Task instructions: Reproduce the listing exactly, please, with every line intact.

Source data:

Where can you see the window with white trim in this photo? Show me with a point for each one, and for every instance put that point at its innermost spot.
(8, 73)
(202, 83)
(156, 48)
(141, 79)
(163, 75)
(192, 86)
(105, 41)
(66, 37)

Answer area:
Where can you see the window with white trim in this photo? Show me with a point for each one, and for every instance put that point at its innermost spot.
(8, 73)
(202, 83)
(156, 48)
(141, 79)
(163, 75)
(192, 86)
(105, 41)
(66, 37)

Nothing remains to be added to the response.